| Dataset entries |
---

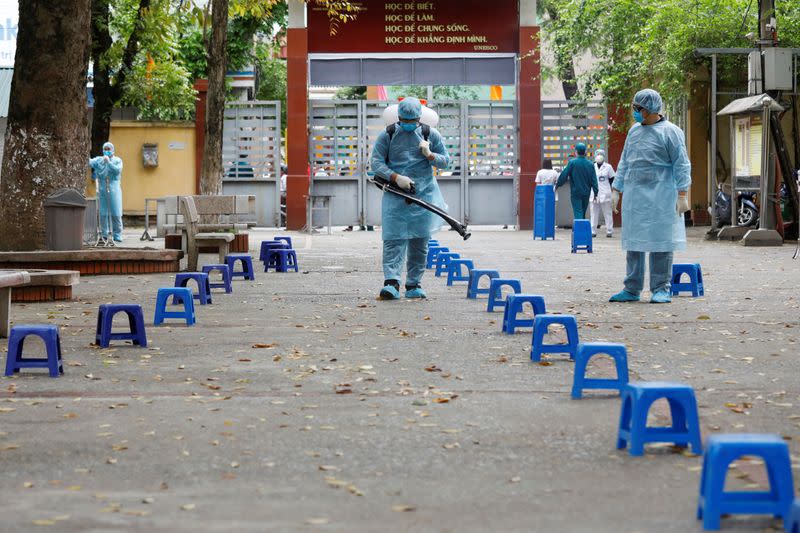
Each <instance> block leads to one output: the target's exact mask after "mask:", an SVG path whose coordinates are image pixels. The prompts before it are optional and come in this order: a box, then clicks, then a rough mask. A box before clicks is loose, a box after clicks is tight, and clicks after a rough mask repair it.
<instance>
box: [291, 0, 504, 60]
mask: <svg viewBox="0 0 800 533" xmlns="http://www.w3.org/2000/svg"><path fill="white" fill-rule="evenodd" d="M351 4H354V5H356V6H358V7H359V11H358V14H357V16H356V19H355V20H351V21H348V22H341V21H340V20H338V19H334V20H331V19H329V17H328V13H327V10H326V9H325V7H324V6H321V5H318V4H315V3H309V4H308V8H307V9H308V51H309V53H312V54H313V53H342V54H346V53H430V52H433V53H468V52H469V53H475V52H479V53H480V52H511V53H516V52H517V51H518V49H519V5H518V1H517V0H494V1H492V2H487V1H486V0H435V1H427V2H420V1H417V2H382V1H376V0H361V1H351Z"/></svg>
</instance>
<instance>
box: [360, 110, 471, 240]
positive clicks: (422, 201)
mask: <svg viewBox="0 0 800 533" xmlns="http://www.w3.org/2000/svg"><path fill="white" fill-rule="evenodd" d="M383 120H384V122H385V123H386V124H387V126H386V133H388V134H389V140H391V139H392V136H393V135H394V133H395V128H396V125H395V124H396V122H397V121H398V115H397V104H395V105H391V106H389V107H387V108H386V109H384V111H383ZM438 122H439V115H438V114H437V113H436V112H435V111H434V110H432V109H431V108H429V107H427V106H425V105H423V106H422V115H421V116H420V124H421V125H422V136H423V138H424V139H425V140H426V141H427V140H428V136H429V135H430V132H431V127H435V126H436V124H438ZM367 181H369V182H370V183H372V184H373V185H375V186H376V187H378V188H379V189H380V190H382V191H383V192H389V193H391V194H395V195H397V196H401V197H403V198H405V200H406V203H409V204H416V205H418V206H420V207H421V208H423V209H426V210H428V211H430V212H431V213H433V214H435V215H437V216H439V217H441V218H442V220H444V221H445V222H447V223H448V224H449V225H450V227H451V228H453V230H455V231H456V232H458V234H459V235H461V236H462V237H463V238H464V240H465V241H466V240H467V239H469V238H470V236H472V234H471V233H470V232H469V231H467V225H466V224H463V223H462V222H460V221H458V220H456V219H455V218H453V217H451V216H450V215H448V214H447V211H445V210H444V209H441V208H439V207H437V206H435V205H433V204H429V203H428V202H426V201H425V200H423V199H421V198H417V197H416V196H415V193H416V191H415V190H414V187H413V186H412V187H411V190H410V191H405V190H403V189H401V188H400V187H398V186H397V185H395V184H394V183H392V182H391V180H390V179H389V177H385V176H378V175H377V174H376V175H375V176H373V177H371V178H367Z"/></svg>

---

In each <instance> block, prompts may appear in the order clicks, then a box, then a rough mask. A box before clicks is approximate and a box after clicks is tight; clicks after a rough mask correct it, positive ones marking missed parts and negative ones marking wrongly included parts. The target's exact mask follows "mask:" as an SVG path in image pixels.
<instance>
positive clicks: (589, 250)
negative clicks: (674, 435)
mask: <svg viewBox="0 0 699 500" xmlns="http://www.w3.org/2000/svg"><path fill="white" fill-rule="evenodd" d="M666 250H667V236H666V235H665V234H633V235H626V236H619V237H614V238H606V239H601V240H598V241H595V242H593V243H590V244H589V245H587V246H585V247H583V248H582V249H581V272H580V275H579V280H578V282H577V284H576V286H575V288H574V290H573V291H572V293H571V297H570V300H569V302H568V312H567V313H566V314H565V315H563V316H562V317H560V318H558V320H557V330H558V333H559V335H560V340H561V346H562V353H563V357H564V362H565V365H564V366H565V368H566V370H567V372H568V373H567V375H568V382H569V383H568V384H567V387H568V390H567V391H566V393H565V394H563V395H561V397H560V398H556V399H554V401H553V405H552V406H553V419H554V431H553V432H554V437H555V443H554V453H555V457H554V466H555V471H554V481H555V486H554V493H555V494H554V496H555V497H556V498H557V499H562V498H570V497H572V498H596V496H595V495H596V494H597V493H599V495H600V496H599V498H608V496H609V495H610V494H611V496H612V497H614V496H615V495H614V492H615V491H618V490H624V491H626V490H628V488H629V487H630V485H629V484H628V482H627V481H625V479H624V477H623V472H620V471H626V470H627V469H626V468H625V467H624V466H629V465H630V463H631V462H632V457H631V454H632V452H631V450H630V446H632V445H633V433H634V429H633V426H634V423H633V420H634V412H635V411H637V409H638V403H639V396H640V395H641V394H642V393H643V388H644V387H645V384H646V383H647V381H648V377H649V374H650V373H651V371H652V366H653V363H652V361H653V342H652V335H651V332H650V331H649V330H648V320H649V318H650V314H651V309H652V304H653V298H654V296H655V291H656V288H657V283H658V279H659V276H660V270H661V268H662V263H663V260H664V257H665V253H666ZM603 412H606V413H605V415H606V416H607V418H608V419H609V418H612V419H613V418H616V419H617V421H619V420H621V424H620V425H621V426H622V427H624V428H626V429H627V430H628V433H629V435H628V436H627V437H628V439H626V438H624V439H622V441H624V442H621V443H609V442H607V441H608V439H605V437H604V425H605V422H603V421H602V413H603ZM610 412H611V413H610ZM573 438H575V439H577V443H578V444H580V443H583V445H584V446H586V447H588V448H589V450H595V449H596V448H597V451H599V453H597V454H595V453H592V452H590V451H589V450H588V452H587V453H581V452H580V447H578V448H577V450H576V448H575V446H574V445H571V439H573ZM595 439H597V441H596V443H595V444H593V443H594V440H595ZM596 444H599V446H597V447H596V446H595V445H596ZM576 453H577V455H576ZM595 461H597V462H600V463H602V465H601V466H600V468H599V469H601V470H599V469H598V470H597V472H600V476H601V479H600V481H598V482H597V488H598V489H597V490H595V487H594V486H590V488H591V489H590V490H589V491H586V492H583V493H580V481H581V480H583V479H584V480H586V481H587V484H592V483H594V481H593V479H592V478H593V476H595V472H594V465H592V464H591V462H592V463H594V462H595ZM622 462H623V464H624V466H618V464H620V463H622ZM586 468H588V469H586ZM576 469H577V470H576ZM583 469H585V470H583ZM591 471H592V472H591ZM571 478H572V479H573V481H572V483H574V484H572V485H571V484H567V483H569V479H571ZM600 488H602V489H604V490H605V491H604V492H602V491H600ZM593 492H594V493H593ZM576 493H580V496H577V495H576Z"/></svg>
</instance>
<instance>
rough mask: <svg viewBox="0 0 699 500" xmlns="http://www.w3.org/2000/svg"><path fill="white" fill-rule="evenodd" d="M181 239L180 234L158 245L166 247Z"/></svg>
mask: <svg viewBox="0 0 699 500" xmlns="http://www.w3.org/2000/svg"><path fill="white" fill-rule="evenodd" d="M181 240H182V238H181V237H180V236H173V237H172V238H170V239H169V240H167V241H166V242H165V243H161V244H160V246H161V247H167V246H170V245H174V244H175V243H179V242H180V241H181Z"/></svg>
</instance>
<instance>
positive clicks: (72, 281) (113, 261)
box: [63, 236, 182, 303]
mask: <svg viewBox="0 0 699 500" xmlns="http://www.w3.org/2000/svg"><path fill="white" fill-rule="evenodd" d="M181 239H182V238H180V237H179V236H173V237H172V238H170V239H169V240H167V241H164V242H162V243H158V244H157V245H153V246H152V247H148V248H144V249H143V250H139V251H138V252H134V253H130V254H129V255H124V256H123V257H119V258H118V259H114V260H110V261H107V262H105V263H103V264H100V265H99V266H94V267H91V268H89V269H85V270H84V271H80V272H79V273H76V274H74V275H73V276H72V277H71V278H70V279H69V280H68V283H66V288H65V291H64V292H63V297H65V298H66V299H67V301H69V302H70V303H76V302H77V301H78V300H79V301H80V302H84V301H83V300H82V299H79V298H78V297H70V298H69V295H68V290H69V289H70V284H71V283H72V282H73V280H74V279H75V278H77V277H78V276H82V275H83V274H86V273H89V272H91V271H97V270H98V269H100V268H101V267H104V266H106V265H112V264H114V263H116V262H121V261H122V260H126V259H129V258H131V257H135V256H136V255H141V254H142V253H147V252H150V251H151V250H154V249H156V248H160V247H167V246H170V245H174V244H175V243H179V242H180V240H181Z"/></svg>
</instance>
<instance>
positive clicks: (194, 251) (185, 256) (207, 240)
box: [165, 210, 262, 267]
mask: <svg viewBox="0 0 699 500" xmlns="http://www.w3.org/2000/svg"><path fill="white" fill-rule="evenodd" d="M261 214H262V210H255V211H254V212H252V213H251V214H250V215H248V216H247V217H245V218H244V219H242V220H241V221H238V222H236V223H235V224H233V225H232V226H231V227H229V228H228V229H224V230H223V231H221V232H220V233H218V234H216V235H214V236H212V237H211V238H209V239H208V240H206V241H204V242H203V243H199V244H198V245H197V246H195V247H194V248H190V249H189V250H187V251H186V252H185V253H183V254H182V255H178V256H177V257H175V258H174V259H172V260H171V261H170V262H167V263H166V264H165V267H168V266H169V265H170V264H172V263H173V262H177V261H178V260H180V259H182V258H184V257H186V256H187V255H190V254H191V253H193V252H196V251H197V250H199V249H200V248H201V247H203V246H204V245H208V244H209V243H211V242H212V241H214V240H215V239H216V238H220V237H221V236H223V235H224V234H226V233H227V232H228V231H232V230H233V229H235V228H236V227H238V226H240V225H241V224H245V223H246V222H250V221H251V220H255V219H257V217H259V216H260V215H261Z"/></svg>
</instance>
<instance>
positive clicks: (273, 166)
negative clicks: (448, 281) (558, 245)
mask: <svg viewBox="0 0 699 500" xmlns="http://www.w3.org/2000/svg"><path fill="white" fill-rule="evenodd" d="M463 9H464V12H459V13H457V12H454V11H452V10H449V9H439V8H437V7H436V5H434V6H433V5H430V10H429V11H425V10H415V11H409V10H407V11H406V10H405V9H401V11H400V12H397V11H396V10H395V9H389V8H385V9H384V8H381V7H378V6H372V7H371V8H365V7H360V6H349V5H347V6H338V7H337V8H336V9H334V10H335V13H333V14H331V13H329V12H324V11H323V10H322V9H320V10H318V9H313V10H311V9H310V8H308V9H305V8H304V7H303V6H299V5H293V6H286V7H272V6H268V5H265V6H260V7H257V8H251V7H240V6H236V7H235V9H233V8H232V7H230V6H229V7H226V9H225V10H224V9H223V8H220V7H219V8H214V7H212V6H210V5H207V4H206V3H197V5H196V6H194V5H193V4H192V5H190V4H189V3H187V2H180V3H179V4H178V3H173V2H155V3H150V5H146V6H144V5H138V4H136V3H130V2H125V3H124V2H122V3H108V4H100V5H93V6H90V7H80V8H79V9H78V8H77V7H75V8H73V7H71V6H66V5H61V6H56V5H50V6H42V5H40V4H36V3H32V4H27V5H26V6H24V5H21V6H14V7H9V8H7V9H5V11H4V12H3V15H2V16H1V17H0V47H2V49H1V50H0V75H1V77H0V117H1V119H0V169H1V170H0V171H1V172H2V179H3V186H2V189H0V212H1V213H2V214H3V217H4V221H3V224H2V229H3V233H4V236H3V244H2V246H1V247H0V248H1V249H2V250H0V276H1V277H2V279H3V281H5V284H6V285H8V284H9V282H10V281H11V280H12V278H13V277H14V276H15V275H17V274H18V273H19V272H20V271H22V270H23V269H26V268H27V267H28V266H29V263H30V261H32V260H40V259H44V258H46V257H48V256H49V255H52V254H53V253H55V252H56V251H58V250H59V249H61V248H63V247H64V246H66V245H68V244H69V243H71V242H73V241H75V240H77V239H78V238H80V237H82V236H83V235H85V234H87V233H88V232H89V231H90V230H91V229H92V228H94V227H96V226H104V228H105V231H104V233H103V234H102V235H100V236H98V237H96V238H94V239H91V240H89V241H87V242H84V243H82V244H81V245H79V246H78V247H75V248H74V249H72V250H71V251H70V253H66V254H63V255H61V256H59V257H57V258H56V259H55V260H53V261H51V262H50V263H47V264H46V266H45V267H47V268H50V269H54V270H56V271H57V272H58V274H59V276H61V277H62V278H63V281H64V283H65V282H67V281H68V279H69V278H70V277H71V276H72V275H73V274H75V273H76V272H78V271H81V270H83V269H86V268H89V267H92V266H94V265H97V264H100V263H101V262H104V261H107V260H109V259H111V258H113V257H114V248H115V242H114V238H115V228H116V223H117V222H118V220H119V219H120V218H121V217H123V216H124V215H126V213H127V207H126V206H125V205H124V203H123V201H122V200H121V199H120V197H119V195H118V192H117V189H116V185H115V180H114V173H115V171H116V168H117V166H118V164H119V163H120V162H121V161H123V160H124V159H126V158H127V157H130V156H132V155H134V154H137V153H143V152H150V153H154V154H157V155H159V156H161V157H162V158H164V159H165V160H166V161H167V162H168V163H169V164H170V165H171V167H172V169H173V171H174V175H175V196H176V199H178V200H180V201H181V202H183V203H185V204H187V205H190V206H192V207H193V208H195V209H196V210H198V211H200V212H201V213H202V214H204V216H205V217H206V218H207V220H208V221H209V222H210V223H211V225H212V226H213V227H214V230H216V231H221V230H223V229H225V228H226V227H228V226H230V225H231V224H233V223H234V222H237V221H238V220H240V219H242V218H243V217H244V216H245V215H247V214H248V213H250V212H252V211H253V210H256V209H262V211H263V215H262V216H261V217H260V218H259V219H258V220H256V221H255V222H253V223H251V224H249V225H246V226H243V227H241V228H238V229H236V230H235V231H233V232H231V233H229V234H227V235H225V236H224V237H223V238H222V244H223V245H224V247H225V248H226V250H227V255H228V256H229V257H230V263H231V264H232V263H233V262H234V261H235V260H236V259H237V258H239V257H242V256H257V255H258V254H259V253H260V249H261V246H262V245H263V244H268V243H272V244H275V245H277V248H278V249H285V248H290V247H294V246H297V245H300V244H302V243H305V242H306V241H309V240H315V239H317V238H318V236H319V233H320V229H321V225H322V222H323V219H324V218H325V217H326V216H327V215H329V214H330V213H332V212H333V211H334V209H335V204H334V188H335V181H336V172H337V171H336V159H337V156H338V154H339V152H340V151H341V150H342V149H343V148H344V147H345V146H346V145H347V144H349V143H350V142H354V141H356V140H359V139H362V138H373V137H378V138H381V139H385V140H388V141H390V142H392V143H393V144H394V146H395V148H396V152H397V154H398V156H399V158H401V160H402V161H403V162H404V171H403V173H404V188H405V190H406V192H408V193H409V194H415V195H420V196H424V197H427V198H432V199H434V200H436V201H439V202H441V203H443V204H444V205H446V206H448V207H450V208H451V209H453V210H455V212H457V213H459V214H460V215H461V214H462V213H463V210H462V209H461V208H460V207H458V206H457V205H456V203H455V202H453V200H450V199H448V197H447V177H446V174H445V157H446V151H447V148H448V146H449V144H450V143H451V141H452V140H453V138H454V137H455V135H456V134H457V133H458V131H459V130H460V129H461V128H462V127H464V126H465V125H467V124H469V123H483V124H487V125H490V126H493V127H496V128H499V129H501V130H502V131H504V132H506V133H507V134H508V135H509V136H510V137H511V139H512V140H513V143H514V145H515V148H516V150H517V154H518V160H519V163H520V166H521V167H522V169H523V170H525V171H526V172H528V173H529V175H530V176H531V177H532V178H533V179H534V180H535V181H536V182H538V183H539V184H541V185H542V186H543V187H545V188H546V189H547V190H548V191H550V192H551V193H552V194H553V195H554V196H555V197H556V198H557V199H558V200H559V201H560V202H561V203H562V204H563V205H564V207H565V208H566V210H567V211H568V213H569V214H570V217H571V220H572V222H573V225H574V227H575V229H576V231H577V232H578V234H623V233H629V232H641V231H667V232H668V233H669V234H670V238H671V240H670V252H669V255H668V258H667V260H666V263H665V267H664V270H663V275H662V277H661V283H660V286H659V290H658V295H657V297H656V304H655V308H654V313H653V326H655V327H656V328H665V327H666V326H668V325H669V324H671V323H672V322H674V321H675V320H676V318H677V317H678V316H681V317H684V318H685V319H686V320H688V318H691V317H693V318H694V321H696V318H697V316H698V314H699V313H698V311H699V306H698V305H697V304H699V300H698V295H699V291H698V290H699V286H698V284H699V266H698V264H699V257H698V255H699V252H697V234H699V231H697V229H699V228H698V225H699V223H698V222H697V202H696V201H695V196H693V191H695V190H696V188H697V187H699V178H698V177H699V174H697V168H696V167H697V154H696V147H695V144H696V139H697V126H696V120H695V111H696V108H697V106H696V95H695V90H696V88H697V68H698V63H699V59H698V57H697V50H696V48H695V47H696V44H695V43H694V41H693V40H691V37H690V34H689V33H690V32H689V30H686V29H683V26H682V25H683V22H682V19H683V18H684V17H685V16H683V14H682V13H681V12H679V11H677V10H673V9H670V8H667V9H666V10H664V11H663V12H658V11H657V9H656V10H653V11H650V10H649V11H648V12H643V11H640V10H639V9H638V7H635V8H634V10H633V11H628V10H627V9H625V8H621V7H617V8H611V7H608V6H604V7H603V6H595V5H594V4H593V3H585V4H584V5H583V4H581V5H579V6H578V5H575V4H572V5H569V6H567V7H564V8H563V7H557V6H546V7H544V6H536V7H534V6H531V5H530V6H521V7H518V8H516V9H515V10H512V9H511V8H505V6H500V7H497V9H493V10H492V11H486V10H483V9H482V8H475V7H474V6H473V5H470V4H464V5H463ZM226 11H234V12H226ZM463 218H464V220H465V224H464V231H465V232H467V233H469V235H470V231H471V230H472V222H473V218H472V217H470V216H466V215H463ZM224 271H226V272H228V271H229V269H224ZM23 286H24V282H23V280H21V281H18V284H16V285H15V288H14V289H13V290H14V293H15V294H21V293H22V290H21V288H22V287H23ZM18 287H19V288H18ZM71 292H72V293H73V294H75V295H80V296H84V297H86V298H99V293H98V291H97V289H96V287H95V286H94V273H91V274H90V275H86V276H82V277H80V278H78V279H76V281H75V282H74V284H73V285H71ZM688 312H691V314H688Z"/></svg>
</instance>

---

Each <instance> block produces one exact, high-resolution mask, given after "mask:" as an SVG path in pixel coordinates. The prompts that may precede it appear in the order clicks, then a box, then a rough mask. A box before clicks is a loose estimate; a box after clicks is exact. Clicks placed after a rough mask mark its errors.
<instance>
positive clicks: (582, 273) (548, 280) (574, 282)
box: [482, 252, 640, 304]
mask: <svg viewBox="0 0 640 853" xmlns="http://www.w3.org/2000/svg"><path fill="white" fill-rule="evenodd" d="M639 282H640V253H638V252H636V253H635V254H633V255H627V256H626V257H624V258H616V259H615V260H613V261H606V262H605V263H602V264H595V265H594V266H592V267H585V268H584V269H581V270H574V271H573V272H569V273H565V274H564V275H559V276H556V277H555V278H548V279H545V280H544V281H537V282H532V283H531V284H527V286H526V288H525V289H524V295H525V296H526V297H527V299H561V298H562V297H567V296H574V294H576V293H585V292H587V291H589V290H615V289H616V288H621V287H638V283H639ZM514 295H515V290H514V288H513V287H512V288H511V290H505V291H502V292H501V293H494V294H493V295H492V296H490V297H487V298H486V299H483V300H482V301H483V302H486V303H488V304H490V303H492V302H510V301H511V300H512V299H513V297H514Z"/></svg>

---

| Task description |
From the data above, reproduce word for word the lines running from the line with "positive clicks: (194, 251)" to the line with "positive clicks: (273, 166)", ends included.

| Answer to this problem |
positive clicks: (194, 251) (185, 256) (207, 240)
box: [165, 210, 262, 267]
mask: <svg viewBox="0 0 699 500" xmlns="http://www.w3.org/2000/svg"><path fill="white" fill-rule="evenodd" d="M261 214H262V210H255V211H254V212H252V213H251V214H250V215H248V216H247V217H245V218H244V219H242V220H241V221H238V222H236V223H235V224H233V225H232V226H231V227H229V228H228V229H224V230H223V231H221V232H220V233H218V234H216V235H214V236H212V237H211V238H209V239H208V240H206V241H204V242H203V243H199V244H198V245H197V246H195V247H194V248H190V249H189V250H187V251H186V252H185V253H183V254H182V255H178V256H177V257H175V258H174V259H172V260H171V261H170V262H167V263H166V264H165V267H168V266H169V265H170V264H172V263H173V262H177V261H178V260H180V259H182V258H184V257H186V256H187V255H190V254H191V253H193V252H196V251H197V250H199V249H200V248H201V247H203V246H204V245H208V244H209V243H211V242H212V241H214V240H215V239H216V238H220V237H221V236H223V235H224V234H226V233H227V232H228V231H232V230H233V229H235V228H236V227H238V226H240V225H241V224H245V223H246V222H250V221H251V220H255V219H257V217H259V216H260V215H261Z"/></svg>
</instance>
<instance>
positive clicks: (273, 166)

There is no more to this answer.